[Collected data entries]

————————

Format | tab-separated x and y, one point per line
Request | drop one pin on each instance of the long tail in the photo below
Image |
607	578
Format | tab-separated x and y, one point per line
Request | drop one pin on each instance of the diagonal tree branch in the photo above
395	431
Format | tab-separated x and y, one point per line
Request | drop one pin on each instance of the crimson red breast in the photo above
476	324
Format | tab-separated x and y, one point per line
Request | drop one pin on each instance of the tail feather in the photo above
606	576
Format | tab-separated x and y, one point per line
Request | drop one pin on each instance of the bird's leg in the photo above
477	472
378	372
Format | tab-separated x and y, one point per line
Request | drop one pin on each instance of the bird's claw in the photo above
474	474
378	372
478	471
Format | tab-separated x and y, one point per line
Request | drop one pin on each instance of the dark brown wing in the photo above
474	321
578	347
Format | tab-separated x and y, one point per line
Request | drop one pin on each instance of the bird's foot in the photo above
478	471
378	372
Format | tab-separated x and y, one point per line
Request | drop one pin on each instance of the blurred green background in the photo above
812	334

————————

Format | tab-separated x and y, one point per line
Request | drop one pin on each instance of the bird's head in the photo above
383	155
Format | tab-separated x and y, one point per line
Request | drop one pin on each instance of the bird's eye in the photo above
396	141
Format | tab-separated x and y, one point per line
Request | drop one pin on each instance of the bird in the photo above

————————

(Problem details)
Could you write out, exactly as they stand, only the lines above that begin at the line with "head in the photo above" and stop after the line with "bird in the photo above"?

(Solution for this problem)
Request | drop one pin on each instance of the bird's head in the photo above
383	155
Format | tab-separated x and y, one point per line
Request | drop one pin on each instance of the bird's eye in the photo above
396	141
Format | tab-separated x and y, one point per line
Request | drop one pin on each instance of the bird in the photo above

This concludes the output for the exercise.